About this exercise:
Search the records for the word "palm". Copy every line where it appears.

Source data:
══════════════════════════════
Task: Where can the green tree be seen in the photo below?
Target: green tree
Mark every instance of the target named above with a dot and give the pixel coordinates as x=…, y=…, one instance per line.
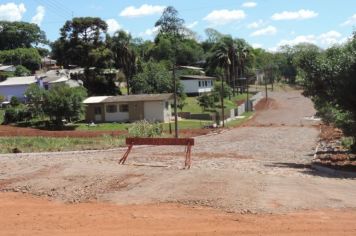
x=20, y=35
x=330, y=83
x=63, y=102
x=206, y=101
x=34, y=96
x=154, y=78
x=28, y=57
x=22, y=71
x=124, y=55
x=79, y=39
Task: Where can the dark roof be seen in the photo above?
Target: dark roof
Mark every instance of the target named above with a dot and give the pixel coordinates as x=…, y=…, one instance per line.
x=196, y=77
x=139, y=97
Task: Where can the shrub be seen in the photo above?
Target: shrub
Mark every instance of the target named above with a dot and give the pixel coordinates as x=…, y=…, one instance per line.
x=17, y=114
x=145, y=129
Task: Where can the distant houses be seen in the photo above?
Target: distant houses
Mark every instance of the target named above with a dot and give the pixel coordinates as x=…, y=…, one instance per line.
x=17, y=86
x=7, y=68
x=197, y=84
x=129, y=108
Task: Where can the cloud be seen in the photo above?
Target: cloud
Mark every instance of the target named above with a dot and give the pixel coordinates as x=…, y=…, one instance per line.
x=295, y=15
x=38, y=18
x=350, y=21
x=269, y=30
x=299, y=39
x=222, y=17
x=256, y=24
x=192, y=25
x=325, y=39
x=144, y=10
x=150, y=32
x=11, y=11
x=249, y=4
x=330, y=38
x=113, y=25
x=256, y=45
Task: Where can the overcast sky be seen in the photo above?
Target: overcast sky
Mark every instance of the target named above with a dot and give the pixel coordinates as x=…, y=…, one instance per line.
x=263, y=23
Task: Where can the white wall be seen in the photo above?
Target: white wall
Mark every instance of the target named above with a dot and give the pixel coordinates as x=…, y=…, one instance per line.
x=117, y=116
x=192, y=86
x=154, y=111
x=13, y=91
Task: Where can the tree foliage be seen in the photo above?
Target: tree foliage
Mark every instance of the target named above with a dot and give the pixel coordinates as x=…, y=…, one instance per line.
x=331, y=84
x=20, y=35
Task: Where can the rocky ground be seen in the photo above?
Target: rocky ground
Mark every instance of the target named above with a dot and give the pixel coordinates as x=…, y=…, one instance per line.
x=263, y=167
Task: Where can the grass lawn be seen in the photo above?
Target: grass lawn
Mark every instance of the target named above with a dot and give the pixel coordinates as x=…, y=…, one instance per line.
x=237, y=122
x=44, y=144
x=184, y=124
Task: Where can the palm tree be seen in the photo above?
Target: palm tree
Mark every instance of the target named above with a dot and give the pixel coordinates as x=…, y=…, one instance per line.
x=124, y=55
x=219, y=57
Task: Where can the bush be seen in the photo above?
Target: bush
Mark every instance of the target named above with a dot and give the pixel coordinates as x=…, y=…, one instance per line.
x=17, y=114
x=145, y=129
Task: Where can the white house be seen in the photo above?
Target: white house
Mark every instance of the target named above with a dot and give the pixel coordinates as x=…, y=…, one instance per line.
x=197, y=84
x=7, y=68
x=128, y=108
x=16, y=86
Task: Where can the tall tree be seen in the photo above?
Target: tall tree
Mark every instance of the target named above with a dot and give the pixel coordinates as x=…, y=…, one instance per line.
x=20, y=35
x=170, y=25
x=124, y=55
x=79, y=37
══════════════════════════════
Solution below:
Task: Where can the palm tree be seen in the photo above?
Target: palm tree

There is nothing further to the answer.